**Prompt:** Only the stretch below from the line holding "Query: plaster wall" through the line holding "of the distant" should be restated, word for word and with both ends included; pictures stay out.

**Working data:**

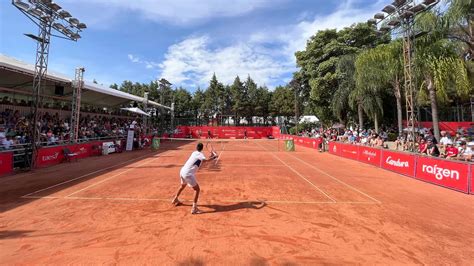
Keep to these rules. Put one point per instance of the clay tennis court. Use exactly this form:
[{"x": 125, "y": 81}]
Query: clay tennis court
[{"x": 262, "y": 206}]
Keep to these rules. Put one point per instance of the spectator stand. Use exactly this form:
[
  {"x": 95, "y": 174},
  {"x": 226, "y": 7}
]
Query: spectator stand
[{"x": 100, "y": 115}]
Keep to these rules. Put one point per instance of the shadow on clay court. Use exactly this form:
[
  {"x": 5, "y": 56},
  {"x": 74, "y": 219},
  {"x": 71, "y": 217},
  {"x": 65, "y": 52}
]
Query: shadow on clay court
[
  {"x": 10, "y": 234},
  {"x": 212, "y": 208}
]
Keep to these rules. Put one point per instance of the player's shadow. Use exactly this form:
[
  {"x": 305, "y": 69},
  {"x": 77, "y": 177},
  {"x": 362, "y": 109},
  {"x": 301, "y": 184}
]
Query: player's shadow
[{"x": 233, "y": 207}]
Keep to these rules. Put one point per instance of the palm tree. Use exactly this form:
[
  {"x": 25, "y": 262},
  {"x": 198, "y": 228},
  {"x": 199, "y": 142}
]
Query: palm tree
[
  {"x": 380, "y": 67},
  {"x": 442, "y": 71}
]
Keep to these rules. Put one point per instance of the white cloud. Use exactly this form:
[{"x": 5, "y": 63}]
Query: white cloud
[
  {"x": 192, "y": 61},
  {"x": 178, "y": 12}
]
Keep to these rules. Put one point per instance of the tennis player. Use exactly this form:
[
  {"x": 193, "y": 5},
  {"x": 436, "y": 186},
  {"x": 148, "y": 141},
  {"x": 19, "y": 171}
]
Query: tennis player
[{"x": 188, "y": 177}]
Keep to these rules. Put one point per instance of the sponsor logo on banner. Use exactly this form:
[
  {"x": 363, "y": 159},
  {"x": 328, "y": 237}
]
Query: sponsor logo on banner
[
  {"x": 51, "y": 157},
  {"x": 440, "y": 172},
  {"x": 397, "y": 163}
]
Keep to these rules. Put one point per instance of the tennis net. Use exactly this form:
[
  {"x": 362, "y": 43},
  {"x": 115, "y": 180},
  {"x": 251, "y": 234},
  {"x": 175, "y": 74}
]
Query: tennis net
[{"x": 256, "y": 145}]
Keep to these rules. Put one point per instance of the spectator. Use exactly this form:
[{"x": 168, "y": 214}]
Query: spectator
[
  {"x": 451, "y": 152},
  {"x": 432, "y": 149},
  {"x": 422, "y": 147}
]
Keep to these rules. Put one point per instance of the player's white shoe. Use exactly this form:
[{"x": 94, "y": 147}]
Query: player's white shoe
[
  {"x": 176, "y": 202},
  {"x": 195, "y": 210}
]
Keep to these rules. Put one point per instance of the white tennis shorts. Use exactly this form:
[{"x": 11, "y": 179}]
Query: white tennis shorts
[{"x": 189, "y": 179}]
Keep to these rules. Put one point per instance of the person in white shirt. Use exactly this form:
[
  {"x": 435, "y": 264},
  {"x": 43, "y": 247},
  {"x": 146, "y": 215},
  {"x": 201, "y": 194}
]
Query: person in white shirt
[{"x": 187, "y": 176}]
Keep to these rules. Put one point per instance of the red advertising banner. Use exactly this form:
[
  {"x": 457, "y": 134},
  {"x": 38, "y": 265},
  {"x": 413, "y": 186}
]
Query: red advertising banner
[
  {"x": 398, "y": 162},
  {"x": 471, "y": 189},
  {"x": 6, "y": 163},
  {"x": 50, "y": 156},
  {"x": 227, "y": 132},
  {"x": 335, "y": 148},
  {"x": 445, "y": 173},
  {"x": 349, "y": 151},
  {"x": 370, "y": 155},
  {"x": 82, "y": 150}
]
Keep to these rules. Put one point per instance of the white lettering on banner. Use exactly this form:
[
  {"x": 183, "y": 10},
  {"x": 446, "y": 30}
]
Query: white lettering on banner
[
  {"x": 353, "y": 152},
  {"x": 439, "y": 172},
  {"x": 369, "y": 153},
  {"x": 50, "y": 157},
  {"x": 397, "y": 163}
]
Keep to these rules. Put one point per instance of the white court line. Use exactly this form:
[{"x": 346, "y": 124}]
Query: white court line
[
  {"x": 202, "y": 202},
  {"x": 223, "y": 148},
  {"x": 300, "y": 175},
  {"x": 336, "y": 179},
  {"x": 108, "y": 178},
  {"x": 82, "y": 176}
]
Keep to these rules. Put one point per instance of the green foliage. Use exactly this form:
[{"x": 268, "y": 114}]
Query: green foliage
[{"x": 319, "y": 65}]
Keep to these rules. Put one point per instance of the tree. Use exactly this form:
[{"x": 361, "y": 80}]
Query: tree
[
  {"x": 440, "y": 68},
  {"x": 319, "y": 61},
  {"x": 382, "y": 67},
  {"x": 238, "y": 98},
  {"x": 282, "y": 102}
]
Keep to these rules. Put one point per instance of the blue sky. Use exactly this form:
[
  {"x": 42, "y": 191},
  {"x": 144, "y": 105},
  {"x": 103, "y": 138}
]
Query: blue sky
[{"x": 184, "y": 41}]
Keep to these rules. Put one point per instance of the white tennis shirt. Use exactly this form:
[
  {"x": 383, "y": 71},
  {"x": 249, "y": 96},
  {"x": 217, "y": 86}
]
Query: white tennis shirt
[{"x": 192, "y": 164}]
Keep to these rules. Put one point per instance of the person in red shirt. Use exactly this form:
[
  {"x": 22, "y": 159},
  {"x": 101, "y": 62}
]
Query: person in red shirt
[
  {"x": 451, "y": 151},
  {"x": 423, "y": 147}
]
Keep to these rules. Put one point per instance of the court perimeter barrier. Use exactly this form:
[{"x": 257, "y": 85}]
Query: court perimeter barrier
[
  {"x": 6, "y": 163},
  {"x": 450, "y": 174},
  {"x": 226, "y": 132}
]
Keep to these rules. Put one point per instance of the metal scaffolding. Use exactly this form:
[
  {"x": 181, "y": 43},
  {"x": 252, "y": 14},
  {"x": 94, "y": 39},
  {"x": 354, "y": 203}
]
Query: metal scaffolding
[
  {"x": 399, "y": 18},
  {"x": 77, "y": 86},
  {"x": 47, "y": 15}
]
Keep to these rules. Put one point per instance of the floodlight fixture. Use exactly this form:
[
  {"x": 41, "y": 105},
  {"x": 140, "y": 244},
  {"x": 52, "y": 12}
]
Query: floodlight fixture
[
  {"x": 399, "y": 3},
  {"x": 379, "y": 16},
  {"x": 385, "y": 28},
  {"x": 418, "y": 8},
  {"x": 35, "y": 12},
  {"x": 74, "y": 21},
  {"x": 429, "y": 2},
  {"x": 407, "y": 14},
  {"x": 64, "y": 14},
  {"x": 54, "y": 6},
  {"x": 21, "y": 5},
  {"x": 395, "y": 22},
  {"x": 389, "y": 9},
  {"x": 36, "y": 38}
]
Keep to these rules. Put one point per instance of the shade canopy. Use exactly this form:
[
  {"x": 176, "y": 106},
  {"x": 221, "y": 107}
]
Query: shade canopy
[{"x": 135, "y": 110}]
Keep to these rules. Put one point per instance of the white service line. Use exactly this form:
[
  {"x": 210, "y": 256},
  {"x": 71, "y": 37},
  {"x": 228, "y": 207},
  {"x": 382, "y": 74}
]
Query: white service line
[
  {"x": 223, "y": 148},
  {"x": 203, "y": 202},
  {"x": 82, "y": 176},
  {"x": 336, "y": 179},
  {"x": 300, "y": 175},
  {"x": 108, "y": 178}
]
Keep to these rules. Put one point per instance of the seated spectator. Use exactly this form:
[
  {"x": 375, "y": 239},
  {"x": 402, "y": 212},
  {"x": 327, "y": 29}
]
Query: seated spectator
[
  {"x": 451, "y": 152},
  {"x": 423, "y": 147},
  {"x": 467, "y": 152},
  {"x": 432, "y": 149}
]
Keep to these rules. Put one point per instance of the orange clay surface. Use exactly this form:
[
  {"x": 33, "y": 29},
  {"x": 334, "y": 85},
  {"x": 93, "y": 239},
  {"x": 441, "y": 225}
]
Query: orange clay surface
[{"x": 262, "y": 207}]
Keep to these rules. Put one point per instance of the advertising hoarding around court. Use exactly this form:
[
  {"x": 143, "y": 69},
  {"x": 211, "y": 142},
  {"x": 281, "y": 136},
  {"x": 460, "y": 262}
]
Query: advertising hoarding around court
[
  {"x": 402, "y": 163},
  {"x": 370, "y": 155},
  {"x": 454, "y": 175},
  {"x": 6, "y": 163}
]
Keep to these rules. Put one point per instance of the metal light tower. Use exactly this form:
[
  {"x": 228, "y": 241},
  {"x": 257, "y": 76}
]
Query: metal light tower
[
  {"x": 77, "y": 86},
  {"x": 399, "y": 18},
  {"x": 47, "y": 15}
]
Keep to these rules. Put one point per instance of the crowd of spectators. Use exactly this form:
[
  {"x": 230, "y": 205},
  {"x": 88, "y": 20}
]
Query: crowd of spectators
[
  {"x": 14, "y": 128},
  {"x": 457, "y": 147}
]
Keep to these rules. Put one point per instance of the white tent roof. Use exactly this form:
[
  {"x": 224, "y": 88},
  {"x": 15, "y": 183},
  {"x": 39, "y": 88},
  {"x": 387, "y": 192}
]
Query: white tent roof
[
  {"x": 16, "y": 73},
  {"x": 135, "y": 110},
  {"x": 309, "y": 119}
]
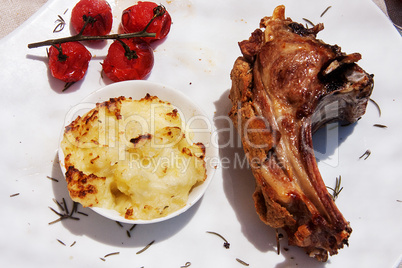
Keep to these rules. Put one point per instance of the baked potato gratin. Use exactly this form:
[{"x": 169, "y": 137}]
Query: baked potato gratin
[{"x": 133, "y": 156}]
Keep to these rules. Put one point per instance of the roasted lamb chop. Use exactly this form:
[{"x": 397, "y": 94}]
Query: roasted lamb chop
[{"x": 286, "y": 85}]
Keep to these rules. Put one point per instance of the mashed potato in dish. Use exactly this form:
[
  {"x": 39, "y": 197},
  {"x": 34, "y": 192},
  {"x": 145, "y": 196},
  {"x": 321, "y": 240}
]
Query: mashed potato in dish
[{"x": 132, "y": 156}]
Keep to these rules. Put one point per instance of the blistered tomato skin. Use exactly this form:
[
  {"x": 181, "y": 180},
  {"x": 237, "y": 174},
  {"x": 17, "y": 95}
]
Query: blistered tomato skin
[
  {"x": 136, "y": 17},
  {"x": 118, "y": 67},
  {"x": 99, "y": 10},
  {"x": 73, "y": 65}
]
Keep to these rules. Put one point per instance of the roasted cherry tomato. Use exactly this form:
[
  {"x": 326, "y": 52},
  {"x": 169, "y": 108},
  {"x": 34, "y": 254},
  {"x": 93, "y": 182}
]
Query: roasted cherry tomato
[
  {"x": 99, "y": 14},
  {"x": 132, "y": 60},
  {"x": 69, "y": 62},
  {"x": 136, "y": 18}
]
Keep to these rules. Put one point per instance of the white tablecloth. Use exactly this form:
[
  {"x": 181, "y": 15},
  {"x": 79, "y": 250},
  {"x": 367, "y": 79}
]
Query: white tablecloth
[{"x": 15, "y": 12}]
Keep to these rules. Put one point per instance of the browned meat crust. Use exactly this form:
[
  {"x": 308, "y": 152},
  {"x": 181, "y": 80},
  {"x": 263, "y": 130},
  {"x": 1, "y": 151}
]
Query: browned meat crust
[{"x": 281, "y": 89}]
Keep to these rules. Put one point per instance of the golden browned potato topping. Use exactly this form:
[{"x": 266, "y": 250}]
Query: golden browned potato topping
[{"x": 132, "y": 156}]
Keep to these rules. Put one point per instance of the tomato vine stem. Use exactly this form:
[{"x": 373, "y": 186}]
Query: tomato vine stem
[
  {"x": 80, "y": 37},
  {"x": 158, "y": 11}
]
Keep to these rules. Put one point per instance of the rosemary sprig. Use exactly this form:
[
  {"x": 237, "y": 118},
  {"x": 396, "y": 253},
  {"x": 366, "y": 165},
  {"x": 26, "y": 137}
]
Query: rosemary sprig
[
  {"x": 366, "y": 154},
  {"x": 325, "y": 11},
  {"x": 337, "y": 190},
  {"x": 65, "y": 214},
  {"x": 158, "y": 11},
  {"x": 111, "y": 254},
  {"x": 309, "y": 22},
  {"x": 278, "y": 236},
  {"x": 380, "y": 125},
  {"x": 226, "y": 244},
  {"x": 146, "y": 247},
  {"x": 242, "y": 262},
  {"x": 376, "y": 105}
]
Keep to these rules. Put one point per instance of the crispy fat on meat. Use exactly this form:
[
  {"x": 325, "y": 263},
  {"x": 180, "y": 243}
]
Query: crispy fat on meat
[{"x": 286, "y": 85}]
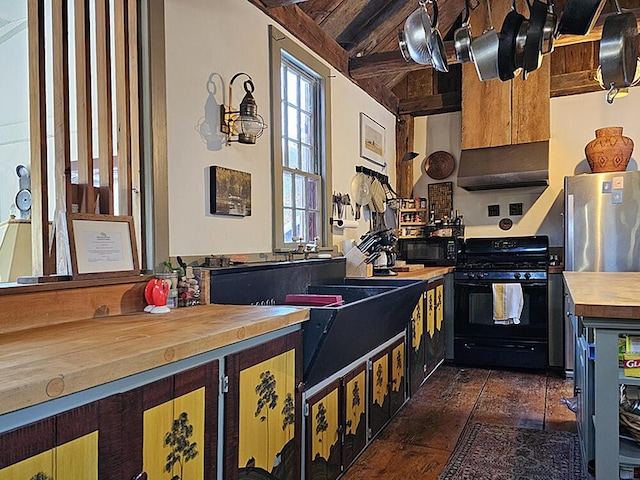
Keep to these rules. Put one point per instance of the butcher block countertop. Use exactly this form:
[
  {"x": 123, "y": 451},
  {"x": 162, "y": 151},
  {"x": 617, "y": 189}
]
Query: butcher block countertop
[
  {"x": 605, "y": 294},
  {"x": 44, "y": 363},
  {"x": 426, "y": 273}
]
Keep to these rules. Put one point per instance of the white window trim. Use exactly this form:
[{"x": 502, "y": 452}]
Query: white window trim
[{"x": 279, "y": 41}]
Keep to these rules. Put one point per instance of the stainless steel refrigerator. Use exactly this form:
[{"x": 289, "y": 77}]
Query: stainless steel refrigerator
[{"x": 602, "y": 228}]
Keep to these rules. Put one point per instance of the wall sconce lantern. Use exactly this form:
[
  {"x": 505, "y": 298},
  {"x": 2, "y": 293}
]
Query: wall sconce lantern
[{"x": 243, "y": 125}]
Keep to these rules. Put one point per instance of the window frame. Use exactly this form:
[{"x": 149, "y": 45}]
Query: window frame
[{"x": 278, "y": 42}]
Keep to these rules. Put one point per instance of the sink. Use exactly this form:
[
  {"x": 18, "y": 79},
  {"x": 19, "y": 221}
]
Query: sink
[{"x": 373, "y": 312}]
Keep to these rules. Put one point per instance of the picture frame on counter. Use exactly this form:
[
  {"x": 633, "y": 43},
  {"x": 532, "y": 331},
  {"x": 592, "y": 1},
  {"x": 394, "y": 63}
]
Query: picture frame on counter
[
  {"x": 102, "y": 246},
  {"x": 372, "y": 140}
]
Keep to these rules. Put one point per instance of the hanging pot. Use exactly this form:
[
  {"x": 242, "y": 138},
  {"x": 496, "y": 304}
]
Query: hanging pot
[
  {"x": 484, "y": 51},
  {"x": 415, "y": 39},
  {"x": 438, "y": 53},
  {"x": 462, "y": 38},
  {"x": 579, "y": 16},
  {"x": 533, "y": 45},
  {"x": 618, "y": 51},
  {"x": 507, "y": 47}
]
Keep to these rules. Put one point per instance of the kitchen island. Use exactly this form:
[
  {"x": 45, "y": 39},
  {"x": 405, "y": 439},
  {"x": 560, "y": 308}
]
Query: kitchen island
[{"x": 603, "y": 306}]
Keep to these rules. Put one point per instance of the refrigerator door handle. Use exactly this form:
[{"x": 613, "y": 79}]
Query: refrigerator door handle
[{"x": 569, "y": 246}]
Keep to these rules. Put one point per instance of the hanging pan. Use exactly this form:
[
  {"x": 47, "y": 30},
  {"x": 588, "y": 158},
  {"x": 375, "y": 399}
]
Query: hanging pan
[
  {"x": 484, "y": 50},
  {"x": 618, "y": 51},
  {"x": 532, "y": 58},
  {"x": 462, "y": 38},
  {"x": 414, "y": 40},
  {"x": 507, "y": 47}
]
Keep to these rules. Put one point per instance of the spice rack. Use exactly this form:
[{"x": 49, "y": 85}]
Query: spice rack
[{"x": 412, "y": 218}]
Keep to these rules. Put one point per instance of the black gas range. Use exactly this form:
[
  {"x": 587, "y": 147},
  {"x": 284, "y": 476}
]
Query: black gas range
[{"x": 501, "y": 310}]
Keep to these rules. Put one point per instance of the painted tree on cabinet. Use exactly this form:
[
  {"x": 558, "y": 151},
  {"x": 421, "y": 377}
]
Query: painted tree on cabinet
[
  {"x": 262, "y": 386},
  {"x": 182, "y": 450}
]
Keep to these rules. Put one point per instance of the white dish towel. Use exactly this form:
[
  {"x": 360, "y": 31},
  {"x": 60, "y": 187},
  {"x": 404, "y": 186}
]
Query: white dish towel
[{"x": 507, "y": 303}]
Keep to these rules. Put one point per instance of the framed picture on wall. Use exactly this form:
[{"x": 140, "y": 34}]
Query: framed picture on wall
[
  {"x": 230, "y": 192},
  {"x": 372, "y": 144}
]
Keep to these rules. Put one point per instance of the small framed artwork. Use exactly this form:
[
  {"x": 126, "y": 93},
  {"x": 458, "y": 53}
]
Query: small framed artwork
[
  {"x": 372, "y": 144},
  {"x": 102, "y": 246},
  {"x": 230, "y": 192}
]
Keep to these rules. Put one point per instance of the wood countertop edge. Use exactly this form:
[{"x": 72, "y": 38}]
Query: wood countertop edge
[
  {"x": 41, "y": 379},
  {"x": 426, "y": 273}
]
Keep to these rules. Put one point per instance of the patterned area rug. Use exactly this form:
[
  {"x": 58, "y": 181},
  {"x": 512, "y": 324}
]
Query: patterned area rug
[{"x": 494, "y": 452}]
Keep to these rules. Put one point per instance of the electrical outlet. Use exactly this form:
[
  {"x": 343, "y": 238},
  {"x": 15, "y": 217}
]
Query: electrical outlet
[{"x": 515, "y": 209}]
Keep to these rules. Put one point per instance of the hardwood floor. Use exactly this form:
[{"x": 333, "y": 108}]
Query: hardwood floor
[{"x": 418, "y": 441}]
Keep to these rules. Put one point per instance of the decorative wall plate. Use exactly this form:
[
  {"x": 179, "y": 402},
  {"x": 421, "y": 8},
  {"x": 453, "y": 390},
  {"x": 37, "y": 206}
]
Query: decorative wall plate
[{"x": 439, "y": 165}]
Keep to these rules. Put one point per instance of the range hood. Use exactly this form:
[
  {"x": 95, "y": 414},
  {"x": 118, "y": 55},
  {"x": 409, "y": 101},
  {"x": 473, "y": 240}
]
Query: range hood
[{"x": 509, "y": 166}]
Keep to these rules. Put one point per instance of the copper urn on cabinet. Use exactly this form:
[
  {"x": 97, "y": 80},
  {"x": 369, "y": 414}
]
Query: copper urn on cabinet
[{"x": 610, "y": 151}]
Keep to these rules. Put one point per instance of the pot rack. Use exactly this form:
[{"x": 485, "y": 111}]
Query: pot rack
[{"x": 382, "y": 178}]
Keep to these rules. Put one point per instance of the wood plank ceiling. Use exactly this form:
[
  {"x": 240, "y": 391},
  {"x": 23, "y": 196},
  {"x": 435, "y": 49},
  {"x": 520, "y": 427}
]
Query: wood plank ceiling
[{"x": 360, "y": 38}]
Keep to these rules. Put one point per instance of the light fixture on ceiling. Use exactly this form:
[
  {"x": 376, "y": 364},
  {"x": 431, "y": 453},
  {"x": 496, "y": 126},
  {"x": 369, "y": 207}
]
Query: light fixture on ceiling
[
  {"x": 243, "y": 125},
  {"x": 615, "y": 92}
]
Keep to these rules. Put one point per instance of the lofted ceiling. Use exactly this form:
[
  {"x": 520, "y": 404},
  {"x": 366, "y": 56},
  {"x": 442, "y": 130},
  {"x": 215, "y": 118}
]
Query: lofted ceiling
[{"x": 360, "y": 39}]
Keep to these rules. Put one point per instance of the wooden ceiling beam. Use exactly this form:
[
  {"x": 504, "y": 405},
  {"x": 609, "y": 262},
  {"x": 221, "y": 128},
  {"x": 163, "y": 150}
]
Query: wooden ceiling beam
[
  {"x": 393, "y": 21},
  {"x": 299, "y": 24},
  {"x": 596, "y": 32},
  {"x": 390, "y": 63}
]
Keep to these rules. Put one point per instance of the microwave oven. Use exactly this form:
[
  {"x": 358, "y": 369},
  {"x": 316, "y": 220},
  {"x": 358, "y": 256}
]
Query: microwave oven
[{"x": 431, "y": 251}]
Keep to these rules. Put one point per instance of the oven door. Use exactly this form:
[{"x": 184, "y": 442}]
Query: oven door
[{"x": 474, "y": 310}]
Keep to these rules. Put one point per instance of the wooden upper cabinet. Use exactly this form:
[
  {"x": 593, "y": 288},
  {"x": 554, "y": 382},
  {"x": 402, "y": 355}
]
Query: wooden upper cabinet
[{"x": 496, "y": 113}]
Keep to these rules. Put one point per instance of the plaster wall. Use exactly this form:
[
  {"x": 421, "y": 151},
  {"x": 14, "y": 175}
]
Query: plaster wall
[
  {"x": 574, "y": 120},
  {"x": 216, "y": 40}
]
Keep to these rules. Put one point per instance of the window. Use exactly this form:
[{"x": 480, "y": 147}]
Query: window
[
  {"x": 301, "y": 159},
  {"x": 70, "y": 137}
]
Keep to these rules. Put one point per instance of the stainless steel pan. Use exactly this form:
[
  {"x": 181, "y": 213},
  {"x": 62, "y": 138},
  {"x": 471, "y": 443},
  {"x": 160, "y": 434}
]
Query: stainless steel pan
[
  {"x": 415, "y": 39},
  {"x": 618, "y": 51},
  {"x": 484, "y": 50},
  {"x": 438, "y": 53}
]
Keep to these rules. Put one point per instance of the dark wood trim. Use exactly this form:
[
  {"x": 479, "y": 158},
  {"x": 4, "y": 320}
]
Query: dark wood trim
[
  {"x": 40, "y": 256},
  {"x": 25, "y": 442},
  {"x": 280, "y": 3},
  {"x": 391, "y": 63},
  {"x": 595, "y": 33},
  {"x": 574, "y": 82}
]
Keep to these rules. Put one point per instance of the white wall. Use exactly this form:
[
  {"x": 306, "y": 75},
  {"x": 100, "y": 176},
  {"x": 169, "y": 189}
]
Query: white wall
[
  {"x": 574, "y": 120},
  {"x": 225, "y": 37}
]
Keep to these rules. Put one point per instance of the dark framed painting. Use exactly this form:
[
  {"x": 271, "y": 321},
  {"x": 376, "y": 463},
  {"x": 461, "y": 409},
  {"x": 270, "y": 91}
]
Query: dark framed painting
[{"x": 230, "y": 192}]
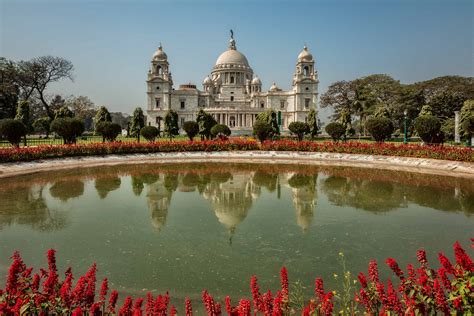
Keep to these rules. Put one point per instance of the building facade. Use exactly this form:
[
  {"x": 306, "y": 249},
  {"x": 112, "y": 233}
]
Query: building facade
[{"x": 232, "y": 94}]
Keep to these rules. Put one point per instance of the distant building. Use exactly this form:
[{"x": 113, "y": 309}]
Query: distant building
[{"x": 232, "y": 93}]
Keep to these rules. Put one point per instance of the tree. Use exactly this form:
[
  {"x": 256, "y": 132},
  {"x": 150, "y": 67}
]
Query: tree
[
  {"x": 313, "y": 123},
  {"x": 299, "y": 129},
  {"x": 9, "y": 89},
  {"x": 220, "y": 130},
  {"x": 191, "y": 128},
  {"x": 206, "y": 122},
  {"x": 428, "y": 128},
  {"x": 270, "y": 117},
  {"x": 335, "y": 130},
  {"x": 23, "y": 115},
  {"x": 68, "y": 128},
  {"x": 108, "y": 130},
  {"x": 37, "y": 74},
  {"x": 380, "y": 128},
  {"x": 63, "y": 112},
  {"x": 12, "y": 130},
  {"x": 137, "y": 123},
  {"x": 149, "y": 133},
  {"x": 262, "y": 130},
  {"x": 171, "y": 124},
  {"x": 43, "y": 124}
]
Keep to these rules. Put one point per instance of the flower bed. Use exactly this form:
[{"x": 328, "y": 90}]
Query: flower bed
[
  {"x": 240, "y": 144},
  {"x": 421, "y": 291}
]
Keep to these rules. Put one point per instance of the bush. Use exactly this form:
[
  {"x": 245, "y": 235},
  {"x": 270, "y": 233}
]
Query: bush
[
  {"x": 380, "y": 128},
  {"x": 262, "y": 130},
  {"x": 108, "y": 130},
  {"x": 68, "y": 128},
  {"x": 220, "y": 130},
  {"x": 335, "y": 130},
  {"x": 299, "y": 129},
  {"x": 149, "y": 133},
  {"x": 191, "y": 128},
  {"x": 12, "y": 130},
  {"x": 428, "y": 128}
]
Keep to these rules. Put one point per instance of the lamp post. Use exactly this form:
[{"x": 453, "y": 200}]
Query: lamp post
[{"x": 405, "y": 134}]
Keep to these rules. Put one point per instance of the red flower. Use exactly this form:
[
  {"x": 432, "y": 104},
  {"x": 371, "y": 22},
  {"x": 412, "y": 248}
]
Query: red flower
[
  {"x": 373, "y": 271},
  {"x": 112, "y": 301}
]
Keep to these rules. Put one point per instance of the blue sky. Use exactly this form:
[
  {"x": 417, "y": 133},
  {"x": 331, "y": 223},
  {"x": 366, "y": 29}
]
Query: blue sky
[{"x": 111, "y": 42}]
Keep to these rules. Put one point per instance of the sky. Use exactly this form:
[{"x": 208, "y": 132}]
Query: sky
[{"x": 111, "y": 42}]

**Expected answer:**
Query: plaster wall
[
  {"x": 574, "y": 120},
  {"x": 216, "y": 40}
]
Keep to these rules. Put one point per instance of the window. Use exactly this form:
[{"x": 480, "y": 147}]
Query: window
[
  {"x": 301, "y": 159},
  {"x": 70, "y": 137}
]
Keep to these rules. Put one point per instance of the stainless steel pan. Use exactly this form:
[
  {"x": 181, "y": 213},
  {"x": 62, "y": 138},
  {"x": 471, "y": 443},
  {"x": 160, "y": 434}
]
Query: stainless steel pan
[
  {"x": 415, "y": 39},
  {"x": 618, "y": 51},
  {"x": 484, "y": 50},
  {"x": 438, "y": 53}
]
Keep to these rules. Put one point per instance of the dark wood trim. Use exactly this form:
[
  {"x": 479, "y": 158},
  {"x": 4, "y": 320}
]
Query: dark wood trim
[
  {"x": 40, "y": 256},
  {"x": 25, "y": 442},
  {"x": 280, "y": 3},
  {"x": 391, "y": 63},
  {"x": 595, "y": 33},
  {"x": 574, "y": 82}
]
Keep to these rules. Put one point per instance of the white wall. Use exactly this form:
[
  {"x": 306, "y": 75},
  {"x": 100, "y": 176},
  {"x": 169, "y": 189}
]
Query: white wall
[
  {"x": 574, "y": 120},
  {"x": 225, "y": 37}
]
Keep to these rules. Put one point per instance of the dark framed painting. Use exactly this form:
[
  {"x": 271, "y": 321},
  {"x": 376, "y": 463},
  {"x": 461, "y": 409},
  {"x": 270, "y": 91}
]
Query: dark framed painting
[{"x": 230, "y": 192}]
Keep to these rules. Put one point per instance of the building facade. Use exactly this form:
[
  {"x": 306, "y": 249},
  {"x": 112, "y": 233}
]
Query: building facade
[{"x": 232, "y": 94}]
Keep to these rules. Put one point per instance of the distant building. Use exactly this form:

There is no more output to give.